▶ _Exercise_
Rewrite the records below with every "white cable" changed to "power cord" and everything else left the same. Leave the pictures out of your answer.

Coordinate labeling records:
--- Begin ---

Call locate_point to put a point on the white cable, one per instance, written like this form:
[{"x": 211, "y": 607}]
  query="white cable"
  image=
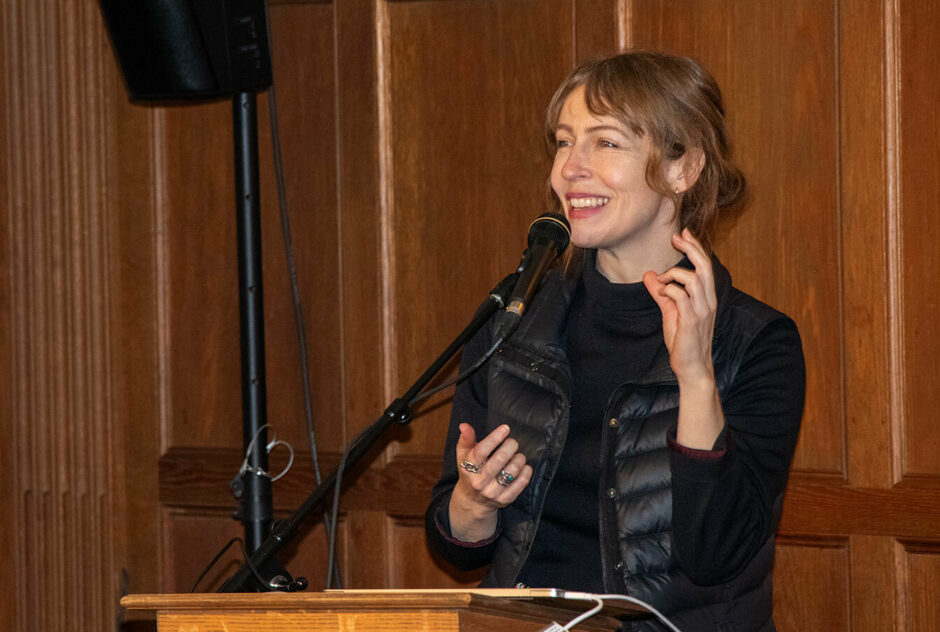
[
  {"x": 639, "y": 602},
  {"x": 585, "y": 615}
]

--- End ---

▶ _Answer to the task_
Call locate_point to put a point on the power cord, one per instance, written like this form:
[{"x": 211, "y": 607}]
  query="power cord"
  image=
[
  {"x": 639, "y": 602},
  {"x": 585, "y": 615}
]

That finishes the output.